++++ Task input
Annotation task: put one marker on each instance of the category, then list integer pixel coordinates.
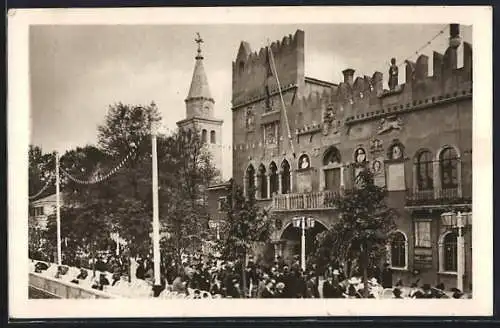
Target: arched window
(448, 164)
(398, 250)
(263, 181)
(424, 170)
(332, 156)
(250, 174)
(285, 177)
(304, 162)
(204, 136)
(273, 178)
(450, 252)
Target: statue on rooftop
(393, 75)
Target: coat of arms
(389, 124)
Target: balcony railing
(304, 201)
(437, 196)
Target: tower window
(204, 135)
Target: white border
(18, 139)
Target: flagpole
(58, 212)
(156, 220)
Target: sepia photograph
(193, 161)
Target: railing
(436, 196)
(303, 201)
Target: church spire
(199, 102)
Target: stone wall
(61, 289)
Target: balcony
(436, 197)
(303, 201)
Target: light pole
(459, 221)
(58, 211)
(303, 223)
(156, 219)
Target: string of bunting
(47, 184)
(100, 178)
(428, 43)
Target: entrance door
(332, 179)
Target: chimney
(348, 76)
(455, 39)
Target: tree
(187, 172)
(363, 229)
(245, 225)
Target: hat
(354, 281)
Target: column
(245, 185)
(280, 179)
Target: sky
(77, 71)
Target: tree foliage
(364, 227)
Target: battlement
(365, 98)
(253, 70)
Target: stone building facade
(297, 140)
(200, 111)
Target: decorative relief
(376, 145)
(270, 134)
(389, 124)
(316, 151)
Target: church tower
(200, 110)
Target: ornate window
(424, 170)
(271, 134)
(273, 178)
(448, 165)
(423, 234)
(332, 156)
(399, 250)
(304, 162)
(285, 177)
(250, 177)
(360, 156)
(448, 252)
(263, 181)
(204, 136)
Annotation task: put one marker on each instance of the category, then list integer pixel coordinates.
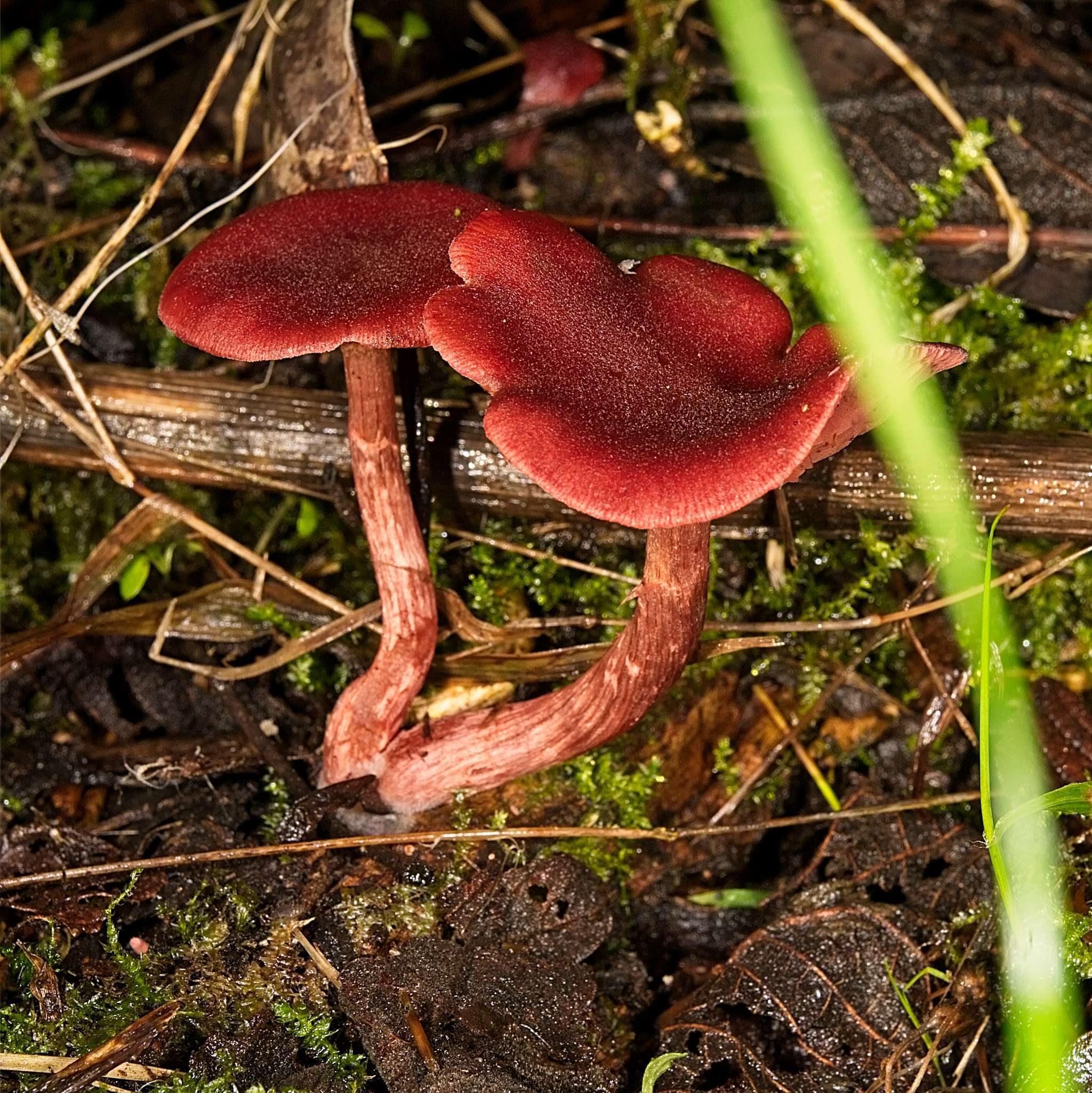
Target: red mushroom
(659, 400)
(351, 268)
(557, 70)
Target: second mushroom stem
(424, 765)
(370, 711)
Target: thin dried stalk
(485, 835)
(539, 556)
(138, 55)
(432, 88)
(83, 228)
(119, 470)
(53, 1064)
(248, 93)
(1019, 237)
(184, 515)
(106, 253)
++++++++
Problem description:
Make an exact copy of all entries above, dropping the images.

Exercise result:
Annotation task: put one marker on each instance of the category, then list integer pixel coordinates.
Target: arched window
(448, 164)
(398, 250)
(263, 181)
(424, 170)
(332, 156)
(250, 174)
(285, 177)
(304, 162)
(204, 136)
(273, 178)
(450, 252)
Target: statue on rooftop
(393, 75)
Target: coat of arms
(389, 124)
Target: balcony railing
(304, 201)
(437, 196)
Target: tower window
(204, 135)
Target: white border
(18, 139)
Target: flagpole
(58, 212)
(156, 220)
Target: sepia photograph
(193, 161)
Target: railing
(436, 196)
(303, 201)
Target: church spire
(199, 102)
Target: stone wall
(61, 289)
Target: balcony
(436, 197)
(303, 201)
Target: light pole
(459, 221)
(58, 211)
(303, 223)
(156, 219)
Target: string of bunting
(47, 184)
(100, 178)
(428, 43)
Target: entrance door
(332, 179)
Target: chimney
(348, 76)
(455, 39)
Target: tree
(187, 172)
(363, 229)
(245, 225)
Target: hat
(354, 281)
Target: column
(245, 185)
(280, 179)
Target: sky
(77, 71)
Target: tree foliage
(364, 227)
Target: battlement
(365, 98)
(253, 70)
Target: stone building facade
(297, 140)
(200, 111)
Target: decorative relief
(376, 145)
(270, 134)
(389, 124)
(316, 151)
Target: church tower
(200, 110)
Target: ornate window
(424, 170)
(271, 134)
(273, 178)
(448, 165)
(423, 234)
(332, 156)
(399, 250)
(304, 162)
(285, 177)
(250, 177)
(360, 156)
(448, 252)
(263, 181)
(204, 136)
Annotation task: put one marker on each instance of the category, then list integer pixel coordinates.
Target: red mushroom
(659, 400)
(351, 268)
(557, 70)
Target: second mushroom stem
(424, 765)
(370, 711)
Target: thin dried stalk
(485, 835)
(539, 556)
(138, 55)
(432, 88)
(83, 228)
(119, 470)
(53, 1064)
(248, 93)
(1019, 237)
(184, 515)
(106, 253)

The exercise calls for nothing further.